▸ DESCRIPCIÓN DE LA TAREA: Convierte todos los registros siguientes en un CSV de dos columnas, texto y respuesta, con una fila por registro. Pon cada campo entre comillas y reemplaza los saltos de línea por espacios.

○ ○ ○ ○ ○

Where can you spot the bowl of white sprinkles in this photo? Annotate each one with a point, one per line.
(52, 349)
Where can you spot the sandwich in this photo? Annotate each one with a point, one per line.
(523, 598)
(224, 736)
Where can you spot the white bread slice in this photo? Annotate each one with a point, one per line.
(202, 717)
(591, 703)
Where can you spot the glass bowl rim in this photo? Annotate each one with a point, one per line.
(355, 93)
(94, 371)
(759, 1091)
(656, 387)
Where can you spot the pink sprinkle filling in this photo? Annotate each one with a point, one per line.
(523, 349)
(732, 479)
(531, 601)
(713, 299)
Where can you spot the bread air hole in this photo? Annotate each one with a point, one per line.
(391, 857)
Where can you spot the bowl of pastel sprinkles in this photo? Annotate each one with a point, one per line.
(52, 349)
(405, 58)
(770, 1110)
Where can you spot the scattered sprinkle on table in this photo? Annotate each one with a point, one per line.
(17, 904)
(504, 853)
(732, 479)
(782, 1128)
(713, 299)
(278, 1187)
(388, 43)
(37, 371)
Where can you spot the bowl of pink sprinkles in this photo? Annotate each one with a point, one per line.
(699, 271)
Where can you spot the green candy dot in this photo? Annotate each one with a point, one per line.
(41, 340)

○ ○ ○ ○ ○

▸ RESPUESTA:
texto,respuesta
"Where can you spot the bowl of white sprinkles in this photo? Annotate each one with a point, one per line.","(52, 349)"
"Where can you spot the sandwich in this photo? Annotate each one with a point, one per line.","(523, 598) (224, 736)"
"Where can you spot the white bread slice in this photo? Annotate each one with a point, one per line.","(202, 717) (591, 703)"
"Where can you spot the glass bowl rim in this photo? Annotate each one with a point, one per line.","(355, 93) (94, 371) (759, 1091) (656, 387)"
"Where can you spot the pink sprinkle filling in this photo? Annotate each one with a point, one per line.","(523, 349) (732, 479) (531, 601) (713, 299)"
"Where can you spot the bread air hole in this photo? Annotate each one with a point, one per line.","(391, 857)"
"Where can you spot the bowl of pastel sprinkles in this photo? Annotate each one with a point, one per line.","(52, 349) (405, 58) (770, 1110)"
"Where can you spot the scattered sprinkle on table in this photo? Annotate each one with a point, one per line.","(17, 904) (504, 853) (732, 479) (782, 1128) (713, 299) (278, 1187) (388, 43) (37, 371)"
"Where can you spot the bowl of pink sprinkles in this photo? Annotate each one with a point, one per line.","(699, 271)"
"Where can you spot the green candy dot in this photo? Annotate each one with a point, one per line.","(41, 340)"